Your objective: Reproduce the material from its first line through the line containing "x=306 y=605", requests included. Shift each answer coordinate by adding 143 to both x and y, and leave the requests and their format sample unchanged.

[Dataset excerpt]
------------------------

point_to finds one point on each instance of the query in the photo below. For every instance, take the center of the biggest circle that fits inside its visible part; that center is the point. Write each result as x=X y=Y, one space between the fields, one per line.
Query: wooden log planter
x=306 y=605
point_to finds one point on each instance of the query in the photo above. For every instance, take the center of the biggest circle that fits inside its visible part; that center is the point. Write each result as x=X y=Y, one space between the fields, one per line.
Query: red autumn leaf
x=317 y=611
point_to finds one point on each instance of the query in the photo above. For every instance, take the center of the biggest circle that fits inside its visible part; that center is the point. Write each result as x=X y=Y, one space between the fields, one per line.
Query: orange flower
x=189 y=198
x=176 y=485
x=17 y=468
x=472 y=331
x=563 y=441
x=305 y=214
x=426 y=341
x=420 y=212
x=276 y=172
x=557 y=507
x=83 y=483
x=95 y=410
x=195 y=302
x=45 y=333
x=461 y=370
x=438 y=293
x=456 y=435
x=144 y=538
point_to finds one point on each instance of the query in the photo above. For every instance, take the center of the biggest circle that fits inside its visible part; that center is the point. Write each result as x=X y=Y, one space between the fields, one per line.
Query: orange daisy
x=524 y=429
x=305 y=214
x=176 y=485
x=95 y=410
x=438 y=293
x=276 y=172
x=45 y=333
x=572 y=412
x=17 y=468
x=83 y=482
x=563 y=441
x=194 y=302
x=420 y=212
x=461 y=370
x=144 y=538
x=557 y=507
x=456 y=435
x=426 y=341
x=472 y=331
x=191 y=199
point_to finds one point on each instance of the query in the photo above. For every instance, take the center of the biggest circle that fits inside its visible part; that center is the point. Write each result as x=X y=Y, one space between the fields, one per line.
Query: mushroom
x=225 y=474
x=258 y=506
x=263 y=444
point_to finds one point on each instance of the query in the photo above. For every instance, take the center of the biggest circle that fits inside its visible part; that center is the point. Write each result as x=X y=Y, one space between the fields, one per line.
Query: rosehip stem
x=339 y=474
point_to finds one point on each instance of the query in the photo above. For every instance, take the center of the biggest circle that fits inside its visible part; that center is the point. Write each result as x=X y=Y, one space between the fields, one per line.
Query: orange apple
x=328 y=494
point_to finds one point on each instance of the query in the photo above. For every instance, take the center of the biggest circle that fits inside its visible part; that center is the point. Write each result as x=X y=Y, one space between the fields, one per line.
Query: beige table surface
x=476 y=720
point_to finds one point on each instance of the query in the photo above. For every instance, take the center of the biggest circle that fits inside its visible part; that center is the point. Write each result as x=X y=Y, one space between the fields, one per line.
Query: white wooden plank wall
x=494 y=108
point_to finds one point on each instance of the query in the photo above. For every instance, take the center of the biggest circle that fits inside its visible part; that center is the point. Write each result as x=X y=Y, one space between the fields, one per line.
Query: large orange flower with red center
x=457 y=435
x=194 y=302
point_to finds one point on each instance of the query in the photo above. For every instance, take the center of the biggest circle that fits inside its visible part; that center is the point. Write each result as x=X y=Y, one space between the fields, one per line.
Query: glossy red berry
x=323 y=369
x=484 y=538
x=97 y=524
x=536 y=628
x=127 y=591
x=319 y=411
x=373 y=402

------------------------

Result of the exercise:
point_to finds one point on each instance of the query in the photo below. For every instance, take the center of the biggest circle that fits inside its visible part; that center is the point. Write each result as x=X y=Y, one space between the fields, one per line.
Query: wooden log planter
x=449 y=748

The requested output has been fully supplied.